======== Study text ========

02 June 2022
The museum in Buckingham
looks like a Gothic castle but
was built as a town gaol
Buckingham Palace is not in Buckingham, and there is no Castle on Castle Street in Buckingham. The building that looks like a castle on Market Hill is sometimes known as Lord Cobham’s Castle. But this is Buckingham Old Gaol, the former town prison and now the town museum.
Buckingham Old Gaol in the heart of the market town is one of the most easily recognisable buildings in Buckingham and one of the key visitor attractions.
Following an Act of Parliament in 1747, known as Lord Cobham’s Act, the original prison was built in 1748. Most of the funding came from Sir Richard Temple (1675-1749) of Stowe, who had been MP for Buckingham. It was built in 1748, looking like a Gothic-style castle.
One of the prisoners jailed here was the Irish bare-knuckle prize fighter Simon Byrne (1806-1833), known as the ‘Emerald Gem.’ He was tried at the Buckingham Assizes in 1830 for the manslaughter of the Scottish prize fighter, Alexander McKay.
The rounded front of the building, added in 1839, was designed by Sir George Gilbert Scott, a local-born architect. This provided accommodation for the gaoler and became known as the Keeper’s Lodge.
For 60 years or so, the Old Gaol acted as the police station for Buckingham, until a new police station was built a short distance away on Moreton Road. It became a fire station in 1891, and the C Company of the 1st Bucks Rifles rented part of the building for their armoury from 1892 until 1926. Public toilets were installed in 1907. It became an antiques shop and café In the 1950s.

========

> _Activity 1_: Write out the passage of the text about Buckingham Old Gaol starting with "One of the prisoners" and going on through "the Keeper’s Lodge.", keeping every word and mark unchanged.
> _Activity 2_: Decide whether each statement agrees with the text about Buckingham Old Gaol, answering yes or no and quoting the words of the text that settle it: (a) Sir Richard Temple provided most of the money for the original prison. (b) The rounded front of the building was added in 1748. (c) The building became a fire station in 1907.

======== Provided data ========

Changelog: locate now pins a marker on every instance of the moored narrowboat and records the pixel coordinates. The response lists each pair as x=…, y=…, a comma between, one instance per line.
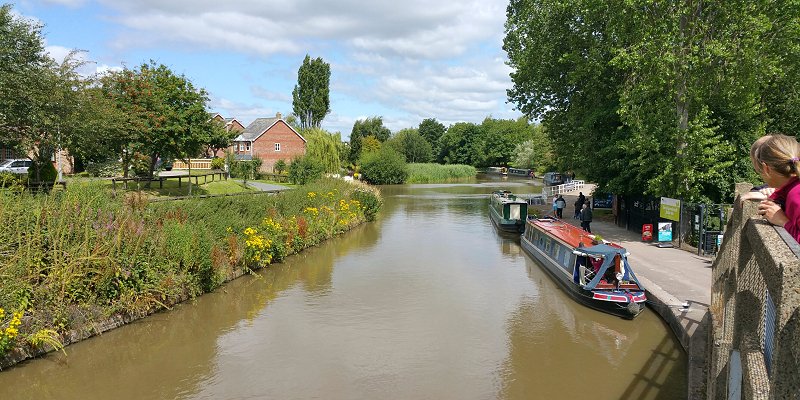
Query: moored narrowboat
x=508, y=211
x=594, y=273
x=502, y=171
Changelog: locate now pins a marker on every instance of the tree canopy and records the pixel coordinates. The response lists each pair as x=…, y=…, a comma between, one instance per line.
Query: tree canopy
x=411, y=145
x=661, y=98
x=372, y=126
x=311, y=96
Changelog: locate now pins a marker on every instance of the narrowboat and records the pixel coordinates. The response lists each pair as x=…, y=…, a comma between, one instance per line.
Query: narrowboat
x=503, y=171
x=521, y=172
x=594, y=272
x=508, y=211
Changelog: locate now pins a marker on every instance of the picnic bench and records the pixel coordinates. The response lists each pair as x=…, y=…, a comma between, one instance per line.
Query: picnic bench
x=45, y=186
x=138, y=180
x=276, y=177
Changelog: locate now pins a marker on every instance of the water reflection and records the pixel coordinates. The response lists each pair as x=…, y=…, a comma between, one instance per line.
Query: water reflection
x=426, y=302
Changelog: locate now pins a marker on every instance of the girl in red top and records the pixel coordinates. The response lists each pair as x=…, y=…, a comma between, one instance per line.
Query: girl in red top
x=777, y=159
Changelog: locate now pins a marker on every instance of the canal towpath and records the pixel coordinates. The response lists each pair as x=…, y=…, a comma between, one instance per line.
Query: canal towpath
x=678, y=284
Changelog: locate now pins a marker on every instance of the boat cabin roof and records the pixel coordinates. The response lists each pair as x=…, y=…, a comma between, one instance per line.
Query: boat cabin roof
x=505, y=196
x=569, y=234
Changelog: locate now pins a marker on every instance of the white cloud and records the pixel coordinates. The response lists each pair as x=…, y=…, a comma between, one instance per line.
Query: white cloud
x=414, y=59
x=57, y=53
x=68, y=3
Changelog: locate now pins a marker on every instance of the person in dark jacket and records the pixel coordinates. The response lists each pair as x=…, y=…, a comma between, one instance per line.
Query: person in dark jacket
x=561, y=204
x=586, y=218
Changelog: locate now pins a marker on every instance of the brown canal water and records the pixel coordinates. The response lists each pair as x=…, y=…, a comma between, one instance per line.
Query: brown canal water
x=428, y=302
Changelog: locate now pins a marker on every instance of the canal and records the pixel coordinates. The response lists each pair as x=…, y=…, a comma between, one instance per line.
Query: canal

========

> _Expected answer 1_:
One of the prisoners jailed here was the Irish bare-knuckle prize fighter Simon Byrne (1806-1833), known as the ‘Emerald Gem.’ He was tried at the Buckingham Assizes in 1830 for the manslaughter of the Scottish prize fighter, Alexander McKay.
The rounded front of the building, added in 1839, was designed by Sir George Gilbert Scott, a local-born architect. This provided accommodation for the gaoler and became known as the Keeper’s Lodge.

> _Expected answer 2_:
(a) Yes: "Most of the funding came from Sir Richard Temple (1675-1749) of Stowe"
(b) No: "The rounded front of the building, added in 1839"
(c) No: "It became a fire station in 1891"